(Data records)
* * * * * * * * *

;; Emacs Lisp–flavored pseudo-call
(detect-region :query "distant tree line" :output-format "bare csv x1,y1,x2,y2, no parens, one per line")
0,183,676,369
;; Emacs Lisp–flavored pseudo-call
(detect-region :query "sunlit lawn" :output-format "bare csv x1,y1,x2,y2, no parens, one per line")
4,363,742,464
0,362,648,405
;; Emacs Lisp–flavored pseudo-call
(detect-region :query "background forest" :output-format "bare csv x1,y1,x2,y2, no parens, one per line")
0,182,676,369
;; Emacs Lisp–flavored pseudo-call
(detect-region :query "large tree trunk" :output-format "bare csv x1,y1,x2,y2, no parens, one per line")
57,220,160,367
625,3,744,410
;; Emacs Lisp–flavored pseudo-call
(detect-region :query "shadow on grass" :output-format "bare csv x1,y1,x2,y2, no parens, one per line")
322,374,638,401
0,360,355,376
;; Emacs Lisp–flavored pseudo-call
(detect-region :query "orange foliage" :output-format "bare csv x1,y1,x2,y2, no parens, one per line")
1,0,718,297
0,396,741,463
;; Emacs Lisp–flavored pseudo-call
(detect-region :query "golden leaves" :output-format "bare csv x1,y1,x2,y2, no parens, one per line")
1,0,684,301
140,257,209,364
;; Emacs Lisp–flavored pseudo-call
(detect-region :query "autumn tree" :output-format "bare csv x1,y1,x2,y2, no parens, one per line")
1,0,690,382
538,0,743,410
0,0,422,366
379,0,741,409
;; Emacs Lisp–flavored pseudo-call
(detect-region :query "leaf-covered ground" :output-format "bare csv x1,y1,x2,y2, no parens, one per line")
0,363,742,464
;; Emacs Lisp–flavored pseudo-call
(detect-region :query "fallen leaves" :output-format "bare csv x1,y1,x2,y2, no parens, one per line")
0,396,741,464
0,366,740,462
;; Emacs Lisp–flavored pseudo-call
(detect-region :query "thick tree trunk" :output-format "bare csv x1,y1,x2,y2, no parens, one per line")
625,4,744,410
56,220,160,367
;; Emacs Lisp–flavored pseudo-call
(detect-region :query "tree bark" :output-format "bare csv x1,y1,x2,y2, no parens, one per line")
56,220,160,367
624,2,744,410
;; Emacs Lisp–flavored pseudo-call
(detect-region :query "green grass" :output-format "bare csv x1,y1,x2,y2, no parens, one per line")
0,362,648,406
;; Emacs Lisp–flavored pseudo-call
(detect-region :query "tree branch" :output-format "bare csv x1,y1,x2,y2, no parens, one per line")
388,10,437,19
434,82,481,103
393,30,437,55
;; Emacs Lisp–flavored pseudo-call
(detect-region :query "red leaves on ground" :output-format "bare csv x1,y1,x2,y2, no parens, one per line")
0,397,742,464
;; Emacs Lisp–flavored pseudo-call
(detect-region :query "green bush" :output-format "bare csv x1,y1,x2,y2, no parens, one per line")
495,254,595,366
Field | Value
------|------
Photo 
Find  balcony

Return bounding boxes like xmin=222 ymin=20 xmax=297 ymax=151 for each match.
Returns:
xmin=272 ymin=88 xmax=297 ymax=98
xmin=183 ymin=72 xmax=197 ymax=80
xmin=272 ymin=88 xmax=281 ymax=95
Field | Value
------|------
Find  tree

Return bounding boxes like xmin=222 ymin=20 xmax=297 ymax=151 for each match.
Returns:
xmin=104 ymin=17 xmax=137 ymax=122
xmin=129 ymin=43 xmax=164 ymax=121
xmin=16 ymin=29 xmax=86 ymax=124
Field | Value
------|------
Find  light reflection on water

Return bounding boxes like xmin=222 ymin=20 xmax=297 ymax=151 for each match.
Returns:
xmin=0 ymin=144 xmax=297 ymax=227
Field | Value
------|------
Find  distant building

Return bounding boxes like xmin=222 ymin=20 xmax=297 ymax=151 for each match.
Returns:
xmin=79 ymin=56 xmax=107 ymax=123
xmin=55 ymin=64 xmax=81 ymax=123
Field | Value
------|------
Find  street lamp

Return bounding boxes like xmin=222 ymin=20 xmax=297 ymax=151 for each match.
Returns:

* * * * * * * * *

### DIRECTIONS FOR THIS TASK
Your answer should be a single number: the count of lines above that contain the word "Find".

### TASK ANSWER
5